◆ Page excerpt:
Journal_an_oo_approach

Finally starting to wrap my head around how to factor this

It always seemed like overkill to write classes in R because I never realized how easy R makes it to write modular code compared to other languages.

In Python, even with list/dict comprehension it still takes way more code to iterate over a data structure. So perhaps people use encapsulation because otherwise their scripts become too complex to maintain. So they write all the nested for loops they need to and hide them behind some accessor method that let’s them do that task as a one-liner in the rest of their code.

Let me try that too.

So far so good. In today’s edits I created a DFMeta object which will hold all information about a given CSV input file, mostly in DFCol objects that hold information about individual columns of that file. It’s the DFCols that will be responsible for not only constructing the column headers and metadata row for the output file but also for processing the input data and generating output values for their respective base columns.

It sucks to have to have a hundred different objects doing the same thing, but Python (and almost everything else) lacks the vectorized functions of R and forces you to choose between indexing by position and indexing by name in data structures. I could import Pandas but I am trying to avoid dependencies outside the standard library. I could write this in R, but that too would become an obstacle to deployment and would run slower. So instead I’m going to try what ‘normal’ people seem to be doing. It’s good to learn new things.

Next: Areating a data structure that communicates user input from an interactive session (or simulates user input for testing). Also, the long-awaited multi-output-column extractor. And, of course, testing all this vaporware on the actual data rows to see what else I’m overlooking.

Written on November 30, 2018

◆ Goals:
a) Translate this sentence from the post into Spanish: "I could import Pandas but I am trying to avoid dependencies outside the standard library."
b) For each statement, say yes or no according to the post, and quote the words that decide it. (i) The DFMeta object is meant to hold information about a CSV input file. (ii) The writer has decided to import Pandas. (iii) Writing the code in R would make it run faster.
c) Copy from the post the stretch from "Finally starting to" through "try that too.".

◆ Data extract:
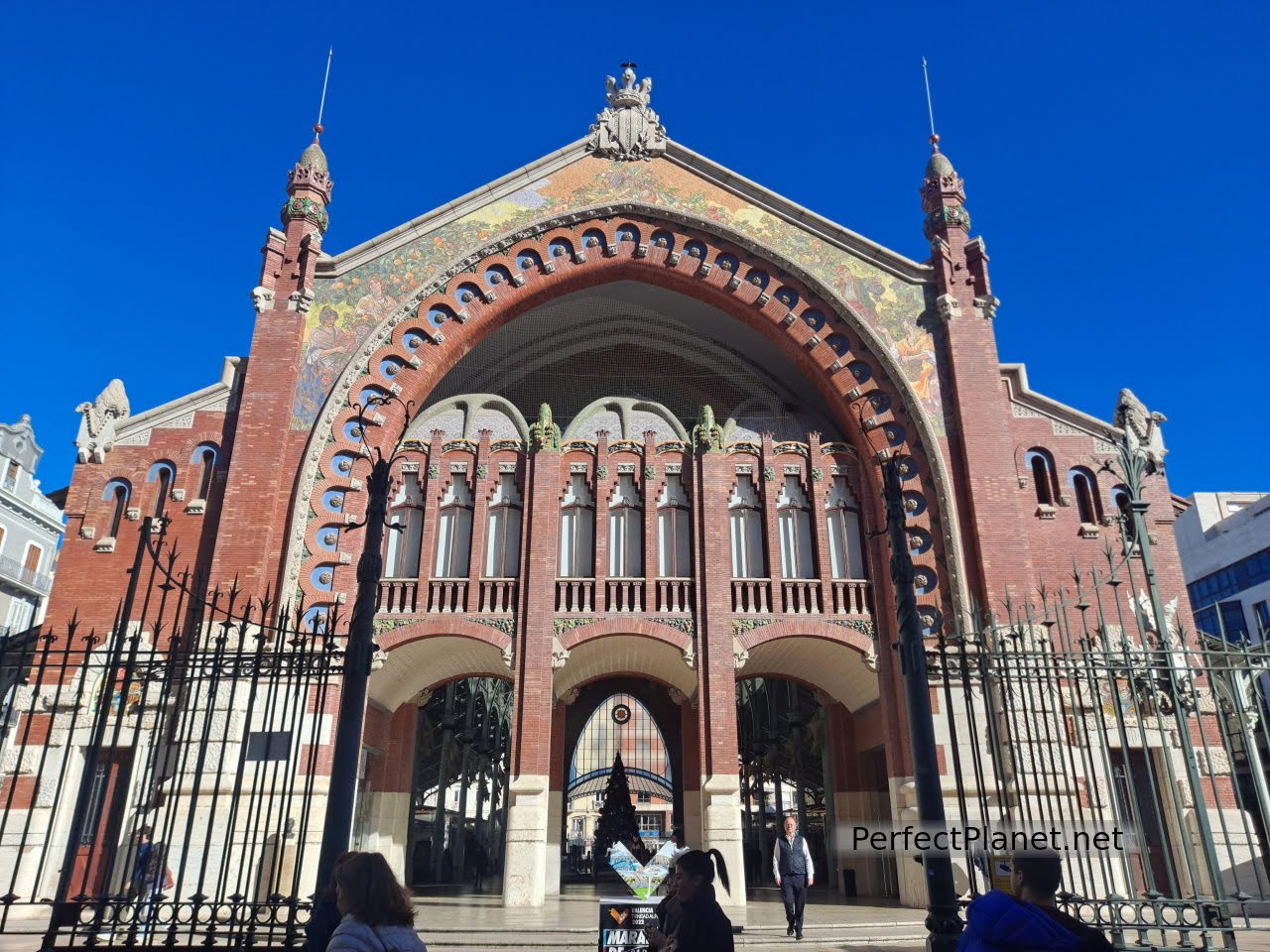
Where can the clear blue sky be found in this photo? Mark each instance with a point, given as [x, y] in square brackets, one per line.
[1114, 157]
--
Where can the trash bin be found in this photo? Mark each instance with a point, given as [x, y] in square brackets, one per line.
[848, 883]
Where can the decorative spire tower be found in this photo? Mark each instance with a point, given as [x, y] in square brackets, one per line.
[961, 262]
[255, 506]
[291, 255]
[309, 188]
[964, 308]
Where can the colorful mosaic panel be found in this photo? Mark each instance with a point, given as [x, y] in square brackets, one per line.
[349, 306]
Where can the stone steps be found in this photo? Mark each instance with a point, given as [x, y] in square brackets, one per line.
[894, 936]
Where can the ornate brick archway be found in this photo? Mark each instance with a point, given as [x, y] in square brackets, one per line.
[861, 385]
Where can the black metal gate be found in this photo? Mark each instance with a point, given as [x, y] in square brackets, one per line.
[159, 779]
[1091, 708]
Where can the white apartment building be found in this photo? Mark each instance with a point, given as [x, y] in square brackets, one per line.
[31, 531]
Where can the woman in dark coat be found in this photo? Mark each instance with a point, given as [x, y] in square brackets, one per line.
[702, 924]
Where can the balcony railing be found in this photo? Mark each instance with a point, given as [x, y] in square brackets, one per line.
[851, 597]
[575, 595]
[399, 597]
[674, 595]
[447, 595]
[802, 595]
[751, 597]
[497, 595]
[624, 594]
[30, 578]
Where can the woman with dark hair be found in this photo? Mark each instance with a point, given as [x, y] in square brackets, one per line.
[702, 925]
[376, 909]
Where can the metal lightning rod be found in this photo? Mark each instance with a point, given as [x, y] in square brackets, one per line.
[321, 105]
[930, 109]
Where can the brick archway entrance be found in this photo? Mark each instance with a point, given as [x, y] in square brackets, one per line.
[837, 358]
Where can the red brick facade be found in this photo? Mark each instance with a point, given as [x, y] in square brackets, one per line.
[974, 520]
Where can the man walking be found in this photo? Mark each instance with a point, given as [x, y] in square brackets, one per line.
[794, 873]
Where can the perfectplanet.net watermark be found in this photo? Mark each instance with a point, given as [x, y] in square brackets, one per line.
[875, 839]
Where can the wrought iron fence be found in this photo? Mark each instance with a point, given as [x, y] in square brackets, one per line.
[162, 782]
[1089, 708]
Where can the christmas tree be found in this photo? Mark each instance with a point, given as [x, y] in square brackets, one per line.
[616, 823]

◆ Responses in order:
a) Podría importar Pandas, pero estoy intentando evitar dependencias fuera de la biblioteca estándar.

b)
(i) Yes: "I created a DFMeta object which will hold all information about a given CSV input file"
(ii) No: "I could import Pandas but I am trying to avoid dependencies outside the standard library"
(iii) No: "I could write this in R, but that too would become an obstacle to deployment and would run slower"

c)
Finally starting to wrap my head around how to factor this

It always seemed like overkill to write classes in R because I never realized how easy R makes it to write modular code compared to other languages.

In Python, even with list/dict comprehension it still takes way more code to iterate over a data structure. So perhaps people use encapsulation because otherwise their scripts become too complex to maintain. So they write all the nested for loops they need to and hide them behind some accessor method that let’s them do that task as a one-liner in the rest of their code.

Let me try that too.